AUSGEWÄHLTER TEXTAUSZUG »
___
Dr. Eduard Baitinger: Das Thema monetäre Straffung und Inflation waren dieses Jahr, neben dem KI-Hype, die entscheidenden Markttreiber. Während die monetäre Straffung eine klare Belastung dargestellt hat, war die Inflation, besser gesagt die Disinflation, auf Jahressicht ein positiver Gegenpol für die Märkte. Zuletzt hat sich dieser disinflationäre Trend fortgesetzt und wurde zusätzlich von ersten veritablen Schwächesignalen aus der US-Konjunktur flankiert. Angesichts der Tatsache, dass die bisherige Zinsstraffung noch nicht vollständig in der Realwirtschaft angekommen ist, sind in der aktuellen Gemengelage weitere Zinsschritte geradezu unverantwortlich. Die Fed dürfte in den kommenden Treffen eine abwartende Haltung einnehmen. Da wir im Basisszenario keine zweite Inflationswelle erwarten und eine Eintrübung der US-Konjunktur, ist die Wahrscheinlichkeit hoch, dass das aktuelle Leitzinsniveau den Höhepunkt des aktuellen Straffungszyklus darstellt.

finanzwelt: Mit Blick nach vorne, werden die Zinsen 2024 (EU und USA) auf dem hohen Niveau verharren oder sehen wir bereits Zinssenkungen?

Baitinger: In dieser Hinsicht gibt uns die Empirie klare Hinweise: Nach dem Erreichen eines Zyklustops hat es im Durchschnitt nur wenige Monate gedauert, bis Leitzinssenkungen erfolgten. Allerdings sind gegenwärtig sowohl in der Eurozone als auch in den USA die Inflationsraten, trotz einer rückläufigen Tendenz, weiterhin klar oberhalb der 2%-Marke. Daher rechnen wir nicht mit baldigen Leitzinssenkungen seitens der EZB und der Fed und erwarten diese frühestens ab dem Frühsommer 2024.

finanzwelt: Wenn wir über die globale Wirtschaftsentwicklung sprechen, kommen wir an China, der großen Konjunkturlokomotive, nicht vorbei. In welcher Verfassung ist das Reich der Mitte?
___
[Datensätze mit markierten Punkten]
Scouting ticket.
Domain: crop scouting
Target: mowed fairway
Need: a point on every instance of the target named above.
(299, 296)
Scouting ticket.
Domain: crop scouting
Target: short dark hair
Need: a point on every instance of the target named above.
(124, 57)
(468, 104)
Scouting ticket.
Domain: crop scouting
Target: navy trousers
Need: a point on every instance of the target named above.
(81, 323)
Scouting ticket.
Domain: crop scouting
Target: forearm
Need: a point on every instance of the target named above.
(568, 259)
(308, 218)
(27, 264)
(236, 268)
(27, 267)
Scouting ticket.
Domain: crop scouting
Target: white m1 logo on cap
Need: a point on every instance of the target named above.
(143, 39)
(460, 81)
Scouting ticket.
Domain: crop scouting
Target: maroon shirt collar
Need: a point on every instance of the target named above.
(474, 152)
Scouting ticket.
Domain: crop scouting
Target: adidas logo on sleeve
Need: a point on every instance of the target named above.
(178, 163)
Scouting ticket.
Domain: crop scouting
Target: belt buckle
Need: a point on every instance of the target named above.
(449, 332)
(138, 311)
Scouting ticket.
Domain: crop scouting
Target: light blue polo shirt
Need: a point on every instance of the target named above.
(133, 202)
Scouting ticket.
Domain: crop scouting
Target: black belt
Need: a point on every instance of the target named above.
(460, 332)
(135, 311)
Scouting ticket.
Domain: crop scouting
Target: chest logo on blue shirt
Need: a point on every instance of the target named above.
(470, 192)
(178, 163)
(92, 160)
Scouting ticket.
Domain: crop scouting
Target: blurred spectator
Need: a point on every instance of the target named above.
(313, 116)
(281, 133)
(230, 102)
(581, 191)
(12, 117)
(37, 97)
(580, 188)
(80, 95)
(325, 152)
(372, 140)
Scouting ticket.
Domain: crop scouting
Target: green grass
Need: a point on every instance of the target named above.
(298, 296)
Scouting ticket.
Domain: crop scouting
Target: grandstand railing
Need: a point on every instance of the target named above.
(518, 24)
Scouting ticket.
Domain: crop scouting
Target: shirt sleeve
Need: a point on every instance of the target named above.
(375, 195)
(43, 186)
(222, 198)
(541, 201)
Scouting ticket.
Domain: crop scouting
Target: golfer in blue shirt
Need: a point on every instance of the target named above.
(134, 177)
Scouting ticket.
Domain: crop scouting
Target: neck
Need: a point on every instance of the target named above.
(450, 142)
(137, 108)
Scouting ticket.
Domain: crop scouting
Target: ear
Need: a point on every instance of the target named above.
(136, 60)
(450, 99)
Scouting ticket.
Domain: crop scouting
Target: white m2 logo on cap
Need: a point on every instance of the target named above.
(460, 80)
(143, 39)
___
AUFGABE 1 » Führen Sie alle Faktoren auf, die im Interviewauszug zu Zinsen und Inflation als die entscheidenden Markttreiber dieses Jahres genannt werden.
AUFGABE 2 » Zählen Sie, in wie vielen Zeilen der Datensätze die Zeichenfolge „belt“ vorkommt, und geben Sie ausschließlich diese Zahl an.

LÖSUNG 1 »
- monetäre Straffung
- Inflation
- KI-Hype

LÖSUNG 2 » 2